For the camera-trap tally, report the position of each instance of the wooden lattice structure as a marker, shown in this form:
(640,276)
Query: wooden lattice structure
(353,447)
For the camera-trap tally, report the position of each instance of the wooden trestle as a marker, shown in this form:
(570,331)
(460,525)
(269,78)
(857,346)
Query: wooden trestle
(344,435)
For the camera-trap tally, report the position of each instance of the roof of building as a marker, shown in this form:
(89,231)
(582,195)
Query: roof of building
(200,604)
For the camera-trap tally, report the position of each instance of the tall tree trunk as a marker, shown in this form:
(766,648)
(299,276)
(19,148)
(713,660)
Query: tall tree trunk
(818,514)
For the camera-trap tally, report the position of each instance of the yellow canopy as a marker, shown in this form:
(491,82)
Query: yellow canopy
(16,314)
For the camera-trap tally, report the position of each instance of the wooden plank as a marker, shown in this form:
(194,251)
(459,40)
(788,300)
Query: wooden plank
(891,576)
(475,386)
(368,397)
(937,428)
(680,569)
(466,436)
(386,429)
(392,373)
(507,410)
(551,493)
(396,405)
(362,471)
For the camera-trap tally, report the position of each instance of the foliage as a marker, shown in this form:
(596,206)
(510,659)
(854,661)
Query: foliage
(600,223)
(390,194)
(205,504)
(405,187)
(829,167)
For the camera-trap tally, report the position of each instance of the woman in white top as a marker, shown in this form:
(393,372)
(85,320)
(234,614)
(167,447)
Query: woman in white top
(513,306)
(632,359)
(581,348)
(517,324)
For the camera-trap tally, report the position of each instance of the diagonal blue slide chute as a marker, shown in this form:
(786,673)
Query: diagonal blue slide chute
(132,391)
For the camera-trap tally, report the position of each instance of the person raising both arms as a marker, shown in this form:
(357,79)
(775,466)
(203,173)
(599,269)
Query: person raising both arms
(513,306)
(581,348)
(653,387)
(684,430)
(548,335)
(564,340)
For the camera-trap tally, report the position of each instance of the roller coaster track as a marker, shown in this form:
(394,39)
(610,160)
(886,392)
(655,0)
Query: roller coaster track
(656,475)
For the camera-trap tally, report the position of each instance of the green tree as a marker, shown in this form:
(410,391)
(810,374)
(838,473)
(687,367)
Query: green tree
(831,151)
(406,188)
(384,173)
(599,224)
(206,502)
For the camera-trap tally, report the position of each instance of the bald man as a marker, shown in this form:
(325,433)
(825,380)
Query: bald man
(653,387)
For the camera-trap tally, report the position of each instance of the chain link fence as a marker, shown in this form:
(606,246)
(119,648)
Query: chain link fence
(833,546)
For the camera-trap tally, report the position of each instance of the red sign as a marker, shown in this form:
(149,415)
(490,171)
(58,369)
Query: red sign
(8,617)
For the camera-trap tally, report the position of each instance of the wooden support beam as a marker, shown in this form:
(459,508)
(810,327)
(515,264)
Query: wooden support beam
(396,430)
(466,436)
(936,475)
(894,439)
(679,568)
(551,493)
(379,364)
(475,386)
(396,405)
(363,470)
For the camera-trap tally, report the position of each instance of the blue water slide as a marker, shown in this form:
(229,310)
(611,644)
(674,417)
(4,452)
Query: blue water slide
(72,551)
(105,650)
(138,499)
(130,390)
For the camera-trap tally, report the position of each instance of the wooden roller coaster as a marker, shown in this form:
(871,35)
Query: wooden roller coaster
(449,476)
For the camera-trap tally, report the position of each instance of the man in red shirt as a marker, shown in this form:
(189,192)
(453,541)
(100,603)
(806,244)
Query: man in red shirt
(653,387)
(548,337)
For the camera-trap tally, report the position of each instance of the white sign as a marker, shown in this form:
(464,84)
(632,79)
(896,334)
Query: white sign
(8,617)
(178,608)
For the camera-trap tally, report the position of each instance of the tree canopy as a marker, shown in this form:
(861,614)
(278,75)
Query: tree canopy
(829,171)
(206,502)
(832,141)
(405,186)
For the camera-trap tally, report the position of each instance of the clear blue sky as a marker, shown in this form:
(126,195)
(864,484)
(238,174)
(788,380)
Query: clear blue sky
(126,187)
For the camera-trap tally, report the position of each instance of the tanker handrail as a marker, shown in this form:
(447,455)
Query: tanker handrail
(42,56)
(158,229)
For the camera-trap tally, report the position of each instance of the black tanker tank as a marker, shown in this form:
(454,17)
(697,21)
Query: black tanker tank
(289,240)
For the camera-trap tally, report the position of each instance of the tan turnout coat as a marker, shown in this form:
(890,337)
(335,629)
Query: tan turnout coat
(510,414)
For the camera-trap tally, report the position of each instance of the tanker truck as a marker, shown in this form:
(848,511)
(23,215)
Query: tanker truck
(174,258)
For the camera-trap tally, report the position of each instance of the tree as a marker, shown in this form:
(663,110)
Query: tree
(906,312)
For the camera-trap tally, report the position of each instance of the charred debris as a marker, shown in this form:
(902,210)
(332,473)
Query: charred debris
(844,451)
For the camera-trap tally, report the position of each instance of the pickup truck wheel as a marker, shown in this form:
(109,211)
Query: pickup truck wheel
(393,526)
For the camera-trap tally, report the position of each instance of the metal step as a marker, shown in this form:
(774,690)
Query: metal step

#### AIM OF THE EXERCISE
Where a line in the entries holds the word "metal", copy that line.

#### OUTPUT FOR THIS TASK
For the camera-trap tally, report the position of each instance of the metal step as a marker, shown in this form:
Query: metal step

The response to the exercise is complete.